## TEKS PILIHAN
---------------
Membicarakan Jakarta selalu dikaitkan dua hal, macet dan banjir. Dua permasalahan utama ini jugalah yang selalu menjadi topik utama saat memasuki masa pilkada. Dengan posisi saya saat ini, pertanyaannya adalah apa yang telah kami perbuat selama memimpin Jakarta terkait permasalahan banjir?
Normalisasi terhadap seluruh sungai dan waduk adalah hal wajib, prinsipnya begini, jika hujan turun terus menerus air di sungai maupun waduk dapat meluap karena ada titik maksimal menampung air, terlebih kurangnya daya tampung juga dikarenakan banyaknya bangunan yang berdiri di atasnya atau di pinggirannya.
Karenanya dibutuhkan wadah atau tampungan air yang lebih besar, termasuk memperdalam dan melebarkan sungai dan waduk. Jadi kalau kita bicara soal normalisasi mau tidak mau berhubungan dengan penertiban bangunan liar dan ada relokasi warga.
Kebijakan penertiban inilah yang selalu dikaitkan dengan cara kepemimpinan saya yang disebut tidak manusiawi, justru kalau saya membiarkan warga saya terendam banjir di setiap musim hujan lah yang tidak manusiawi. Toh, saya menggusur tidak asal gusur, warga di sekitar area normalisasi saya relokasi ke rusun-rusun sewa milik Pemprov DKI Jakarta, mulai dari Rusunawa Marunda hingga Rusun Pulo Gebang di Jakarta Timur.
Kita kembali soal mengatasi banjir, apakah saya serta merta main gusur saja? Tanpa sosialisasi? Sosialisasi soal normalisasi sungai dan waduk kepada warga ini membutuhkan waktu cukup lama, saya membutuhkan setidaknya tiga tahun agar sebagian besar warga mengerti dan memahami soal program pengentasan masalah banjir ini.
---------------
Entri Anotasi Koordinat
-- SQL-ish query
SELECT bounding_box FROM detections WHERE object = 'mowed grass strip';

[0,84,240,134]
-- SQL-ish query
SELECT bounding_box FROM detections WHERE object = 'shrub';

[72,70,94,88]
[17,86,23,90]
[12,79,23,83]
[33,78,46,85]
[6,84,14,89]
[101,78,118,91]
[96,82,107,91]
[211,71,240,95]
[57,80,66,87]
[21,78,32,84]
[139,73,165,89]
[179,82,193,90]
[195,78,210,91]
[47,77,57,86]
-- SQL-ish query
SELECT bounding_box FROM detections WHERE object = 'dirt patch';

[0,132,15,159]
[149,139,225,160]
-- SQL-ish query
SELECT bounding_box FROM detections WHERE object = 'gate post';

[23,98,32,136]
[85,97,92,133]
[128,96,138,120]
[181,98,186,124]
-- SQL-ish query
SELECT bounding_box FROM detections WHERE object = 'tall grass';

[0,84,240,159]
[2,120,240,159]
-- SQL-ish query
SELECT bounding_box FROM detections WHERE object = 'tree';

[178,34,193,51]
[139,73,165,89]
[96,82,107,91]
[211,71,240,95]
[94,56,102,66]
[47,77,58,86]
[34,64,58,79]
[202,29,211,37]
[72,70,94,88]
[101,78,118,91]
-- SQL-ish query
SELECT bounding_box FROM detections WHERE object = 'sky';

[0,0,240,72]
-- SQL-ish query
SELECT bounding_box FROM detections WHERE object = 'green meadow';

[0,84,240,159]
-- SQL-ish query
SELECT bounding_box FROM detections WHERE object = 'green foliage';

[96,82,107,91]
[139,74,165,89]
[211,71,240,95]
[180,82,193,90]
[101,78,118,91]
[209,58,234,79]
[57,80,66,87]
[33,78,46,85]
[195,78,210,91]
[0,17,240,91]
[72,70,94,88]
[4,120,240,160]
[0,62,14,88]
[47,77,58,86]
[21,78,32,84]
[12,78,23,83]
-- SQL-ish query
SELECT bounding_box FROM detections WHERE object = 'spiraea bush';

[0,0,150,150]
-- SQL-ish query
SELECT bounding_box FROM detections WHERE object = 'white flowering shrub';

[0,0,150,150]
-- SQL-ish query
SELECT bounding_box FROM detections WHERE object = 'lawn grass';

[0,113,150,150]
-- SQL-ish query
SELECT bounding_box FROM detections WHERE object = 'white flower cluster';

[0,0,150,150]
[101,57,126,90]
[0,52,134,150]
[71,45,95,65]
---------------
## PETUNJUK PENGERJAAN
**1)** Tuliskan semua kalimat dalam teks tentang banjir Jakarta yang diakhiri tanda tanya.
**2)** Ketik ulang baris-baris entri anotasi koordinat, mulai dari baris pertama hingga baris yang memuat "[2,120,240,159]", termasuk kedua baris batas tersebut.

## JAWABAN TUGAS
**1)**
Dengan posisi saya saat ini, pertanyaannya adalah apa yang telah kami perbuat selama memimpin Jakarta terkait permasalahan banjir?
Kita kembali soal mengatasi banjir, apakah saya serta merta main gusur saja?
Tanpa sosialisasi?

**2)**
-- SQL-ish query
SELECT bounding_box FROM detections WHERE object = 'mowed grass strip';

[0,84,240,134]
-- SQL-ish query
SELECT bounding_box FROM detections WHERE object = 'shrub';

[72,70,94,88]
[17,86,23,90]
[12,79,23,83]
[33,78,46,85]
[6,84,14,89]
[101,78,118,91]
[96,82,107,91]
[211,71,240,95]
[57,80,66,87]
[21,78,32,84]
[139,73,165,89]
[179,82,193,90]
[195,78,210,91]
[47,77,57,86]
-- SQL-ish query
SELECT bounding_box FROM detections WHERE object = 'dirt patch';

[0,132,15,159]
[149,139,225,160]
-- SQL-ish query
SELECT bounding_box FROM detections WHERE object = 'gate post';

[23,98,32,136]
[85,97,92,133]
[128,96,138,120]
[181,98,186,124]
-- SQL-ish query
SELECT bounding_box FROM detections WHERE object = 'tall grass';

[0,84,240,159]
[2,120,240,159]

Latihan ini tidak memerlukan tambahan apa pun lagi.